### PASSAGE À LIRE ###

Ce que ce détour historique nous apprend, c’est qu’on ne peut courir deux lièvres, on ne peut servir deux maîtres. On a voulu servir à la fois la justice et notre amour-propre, faire de l’homme le juge universel et omnipotent. On a perdu.

 

J’aimerais qu’on pousse le bouchon encore un peu plus loin maintenant. Car il ne s’agit pas seulement de comprendre la légitimité du décalogue. Admettre que Dieu seul connaît notre bien, que ce n’est qu’en lui laissant la place que nous trouverons la nôtre, qu’en lui obéissant que notre autorité sera légitime, c’est une (très) grosse étape.

 

Mais nous ne sommes pas juifs. Nous sommes chrétiens. Les juifs ont le décalogue depuis belle lurette. Qu’est-ce qui nous diffère donc d’eux sur ce point si décisif ? On sait que Jésus a parlé à de multiples reprises de la Loi, qu’Il a apporté des changements. Mais finalement ce n’est pas évident de mettre le doigt sur ces changements. Qu’est-ce qui a changé depuis le Christ ?

 

Convions sur cette question délicate un homme que j’ose rarement impliquer dans ces débats temporels de peur de ternir la délicatesse, la beauté, et surtout l’humilité de sa pensée : Eloi Leclerc. Voici ce qu’il dit du décalogue dans son livre le Royaume caché :

 

« On ne dira jamais assez la grandeur de la Loi. Elle nous apprend, en effet, que la Toute-Puissance qui a créé l'univers et qui gouverne le monde n'est pas une force aveugle ou une volonté de puissance, mais qu'elle est essentiellement une volonté morale et qu'elle trouve son plus haut degré de créativité dans la création d'un ordre moral, comme aussi sa plus fidèle expression dans la personne morale. C'est là sans doute l'une des idées les plus importantes et les plus fécondes que la bible ait apportées aux hommes.

###

> **DÉFI 1**
D'après le passage, dans quel livre Eloi Leclerc parle-t-il du décalogue ?
Le passage et les données constituent deux matériaux sans lien entre eux.

### DONNÉES ENREGISTRÉES ###

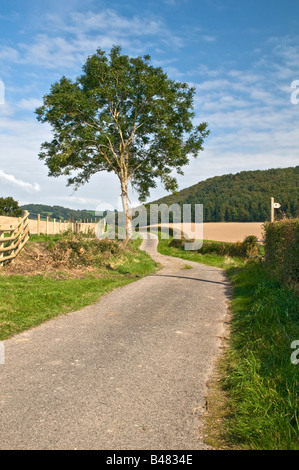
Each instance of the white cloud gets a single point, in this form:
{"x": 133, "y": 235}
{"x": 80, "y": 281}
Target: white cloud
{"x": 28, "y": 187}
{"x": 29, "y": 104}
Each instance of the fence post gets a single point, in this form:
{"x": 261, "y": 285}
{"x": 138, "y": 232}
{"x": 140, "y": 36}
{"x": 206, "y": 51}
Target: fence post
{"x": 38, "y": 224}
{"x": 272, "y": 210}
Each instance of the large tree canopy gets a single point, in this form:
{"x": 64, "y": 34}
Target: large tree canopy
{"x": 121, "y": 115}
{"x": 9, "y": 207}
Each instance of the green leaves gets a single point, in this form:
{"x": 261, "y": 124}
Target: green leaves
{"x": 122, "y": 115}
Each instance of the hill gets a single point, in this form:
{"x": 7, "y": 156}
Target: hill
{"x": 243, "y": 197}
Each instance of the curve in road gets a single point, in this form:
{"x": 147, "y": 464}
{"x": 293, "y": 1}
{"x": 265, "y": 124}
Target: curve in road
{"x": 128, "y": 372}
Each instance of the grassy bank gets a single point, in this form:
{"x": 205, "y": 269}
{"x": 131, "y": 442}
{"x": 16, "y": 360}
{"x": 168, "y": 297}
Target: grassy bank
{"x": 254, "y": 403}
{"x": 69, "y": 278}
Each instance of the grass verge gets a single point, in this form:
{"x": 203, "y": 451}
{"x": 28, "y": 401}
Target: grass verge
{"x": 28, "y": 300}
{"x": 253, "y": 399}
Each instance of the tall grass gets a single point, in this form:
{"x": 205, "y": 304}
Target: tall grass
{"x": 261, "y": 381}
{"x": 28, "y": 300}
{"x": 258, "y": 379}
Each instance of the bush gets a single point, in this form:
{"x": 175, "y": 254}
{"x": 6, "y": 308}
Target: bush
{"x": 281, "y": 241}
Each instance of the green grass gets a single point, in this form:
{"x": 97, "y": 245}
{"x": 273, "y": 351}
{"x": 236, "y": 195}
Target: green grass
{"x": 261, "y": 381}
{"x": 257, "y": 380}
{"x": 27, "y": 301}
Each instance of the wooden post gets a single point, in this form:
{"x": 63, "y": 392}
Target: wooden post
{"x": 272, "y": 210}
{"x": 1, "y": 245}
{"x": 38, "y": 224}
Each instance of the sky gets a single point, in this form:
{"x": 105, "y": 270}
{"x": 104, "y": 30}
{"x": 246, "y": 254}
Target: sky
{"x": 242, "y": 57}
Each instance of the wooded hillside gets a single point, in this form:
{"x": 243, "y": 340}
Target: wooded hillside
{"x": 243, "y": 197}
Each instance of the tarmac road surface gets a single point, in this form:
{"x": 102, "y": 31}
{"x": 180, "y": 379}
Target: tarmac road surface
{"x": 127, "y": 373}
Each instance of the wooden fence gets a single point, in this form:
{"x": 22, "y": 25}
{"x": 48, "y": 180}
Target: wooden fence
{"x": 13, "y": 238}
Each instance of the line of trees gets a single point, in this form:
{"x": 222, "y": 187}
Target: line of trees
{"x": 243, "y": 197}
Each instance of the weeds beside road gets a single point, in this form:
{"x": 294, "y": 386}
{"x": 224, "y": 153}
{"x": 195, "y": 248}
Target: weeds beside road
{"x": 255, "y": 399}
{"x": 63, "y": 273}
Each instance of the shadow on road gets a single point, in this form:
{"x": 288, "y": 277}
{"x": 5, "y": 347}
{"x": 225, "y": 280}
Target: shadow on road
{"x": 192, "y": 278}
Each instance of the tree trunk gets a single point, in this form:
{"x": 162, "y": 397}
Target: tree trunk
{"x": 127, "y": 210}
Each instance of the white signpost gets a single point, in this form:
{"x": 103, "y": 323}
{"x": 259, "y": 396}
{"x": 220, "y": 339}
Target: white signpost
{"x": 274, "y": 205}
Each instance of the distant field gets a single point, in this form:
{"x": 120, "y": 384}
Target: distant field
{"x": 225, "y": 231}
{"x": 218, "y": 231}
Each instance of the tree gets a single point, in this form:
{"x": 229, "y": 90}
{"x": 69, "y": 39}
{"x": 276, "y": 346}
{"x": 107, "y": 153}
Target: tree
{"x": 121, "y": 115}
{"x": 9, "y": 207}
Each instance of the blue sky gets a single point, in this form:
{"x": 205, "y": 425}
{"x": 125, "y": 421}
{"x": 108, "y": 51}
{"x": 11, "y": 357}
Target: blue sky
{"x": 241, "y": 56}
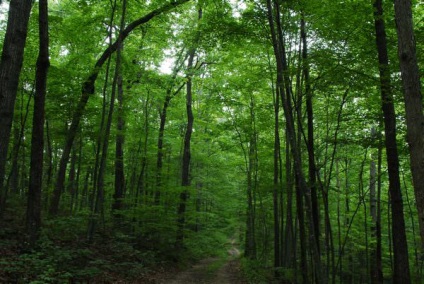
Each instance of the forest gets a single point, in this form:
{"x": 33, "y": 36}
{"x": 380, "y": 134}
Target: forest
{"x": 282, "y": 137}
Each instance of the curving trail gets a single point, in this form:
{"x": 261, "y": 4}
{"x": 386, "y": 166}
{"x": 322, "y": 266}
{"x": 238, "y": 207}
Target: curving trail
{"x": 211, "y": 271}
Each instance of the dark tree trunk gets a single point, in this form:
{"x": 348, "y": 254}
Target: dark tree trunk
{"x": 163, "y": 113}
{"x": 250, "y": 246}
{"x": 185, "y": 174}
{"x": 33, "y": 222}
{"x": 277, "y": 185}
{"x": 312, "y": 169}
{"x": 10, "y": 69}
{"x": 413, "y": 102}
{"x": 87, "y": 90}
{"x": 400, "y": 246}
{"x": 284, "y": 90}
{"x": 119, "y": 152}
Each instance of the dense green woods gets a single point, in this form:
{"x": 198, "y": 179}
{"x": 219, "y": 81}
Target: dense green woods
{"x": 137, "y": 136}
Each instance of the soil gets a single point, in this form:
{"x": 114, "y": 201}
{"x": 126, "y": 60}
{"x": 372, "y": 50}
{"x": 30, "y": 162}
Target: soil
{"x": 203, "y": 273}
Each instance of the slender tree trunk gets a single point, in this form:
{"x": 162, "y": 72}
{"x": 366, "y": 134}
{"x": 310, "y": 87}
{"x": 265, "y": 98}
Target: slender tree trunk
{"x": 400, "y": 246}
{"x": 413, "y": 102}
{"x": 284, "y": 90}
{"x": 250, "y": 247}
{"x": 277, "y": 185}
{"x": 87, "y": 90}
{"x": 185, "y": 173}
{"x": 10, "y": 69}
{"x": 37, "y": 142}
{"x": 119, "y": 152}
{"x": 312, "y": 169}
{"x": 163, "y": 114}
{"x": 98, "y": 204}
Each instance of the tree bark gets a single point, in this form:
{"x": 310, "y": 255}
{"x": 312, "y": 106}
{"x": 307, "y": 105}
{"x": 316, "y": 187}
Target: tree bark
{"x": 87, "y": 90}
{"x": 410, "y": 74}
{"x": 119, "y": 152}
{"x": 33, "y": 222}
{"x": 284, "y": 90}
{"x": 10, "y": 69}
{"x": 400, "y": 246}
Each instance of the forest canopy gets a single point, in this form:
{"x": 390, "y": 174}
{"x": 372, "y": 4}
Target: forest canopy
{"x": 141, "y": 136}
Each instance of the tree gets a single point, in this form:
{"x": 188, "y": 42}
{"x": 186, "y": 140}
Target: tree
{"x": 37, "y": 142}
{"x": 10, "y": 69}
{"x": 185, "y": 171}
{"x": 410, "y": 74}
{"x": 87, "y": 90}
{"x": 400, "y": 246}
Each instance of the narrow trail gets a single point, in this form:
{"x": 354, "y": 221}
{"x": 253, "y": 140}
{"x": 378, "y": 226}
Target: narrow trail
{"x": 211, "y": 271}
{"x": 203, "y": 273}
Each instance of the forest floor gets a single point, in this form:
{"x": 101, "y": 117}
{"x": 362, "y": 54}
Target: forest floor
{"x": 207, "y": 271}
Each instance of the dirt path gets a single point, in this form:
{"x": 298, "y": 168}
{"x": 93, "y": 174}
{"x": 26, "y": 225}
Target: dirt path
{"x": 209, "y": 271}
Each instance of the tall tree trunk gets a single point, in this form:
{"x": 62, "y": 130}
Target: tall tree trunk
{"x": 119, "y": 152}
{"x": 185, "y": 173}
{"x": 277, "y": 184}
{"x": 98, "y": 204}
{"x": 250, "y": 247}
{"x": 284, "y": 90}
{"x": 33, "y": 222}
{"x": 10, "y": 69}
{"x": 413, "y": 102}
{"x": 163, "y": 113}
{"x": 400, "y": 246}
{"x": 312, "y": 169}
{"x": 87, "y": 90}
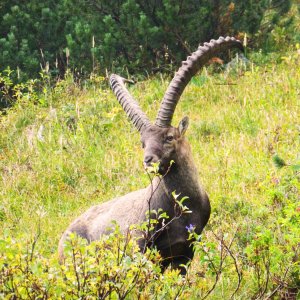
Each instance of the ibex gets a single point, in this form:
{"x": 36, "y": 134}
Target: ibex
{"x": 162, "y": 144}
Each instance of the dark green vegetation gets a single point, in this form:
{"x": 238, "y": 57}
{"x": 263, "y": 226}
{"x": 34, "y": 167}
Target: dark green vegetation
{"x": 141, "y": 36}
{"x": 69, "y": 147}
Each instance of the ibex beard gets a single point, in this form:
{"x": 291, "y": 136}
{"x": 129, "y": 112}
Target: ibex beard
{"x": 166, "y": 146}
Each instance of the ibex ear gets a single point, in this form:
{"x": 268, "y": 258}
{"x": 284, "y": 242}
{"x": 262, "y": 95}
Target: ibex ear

###

> **DÉFI 2**
Citez la partie des données qui s'ouvre sur la ligne contenant « Each instance of the ibex beard » et se poursuit jusqu'à la fin des données, ces deux bornes comprises.

> **RÉPONSE RÉDIGÉE 1**
Dans son livre le Royaume caché.

> **RÉPONSE RÉDIGÉE 2**
Each instance of the ibex beard gets a single point, in this form:
{"x": 291, "y": 136}
{"x": 129, "y": 112}
Target: ibex beard
{"x": 166, "y": 146}
Each instance of the ibex ear gets a single point, in this form:
{"x": 268, "y": 258}
{"x": 284, "y": 242}
{"x": 262, "y": 95}
Target: ibex ear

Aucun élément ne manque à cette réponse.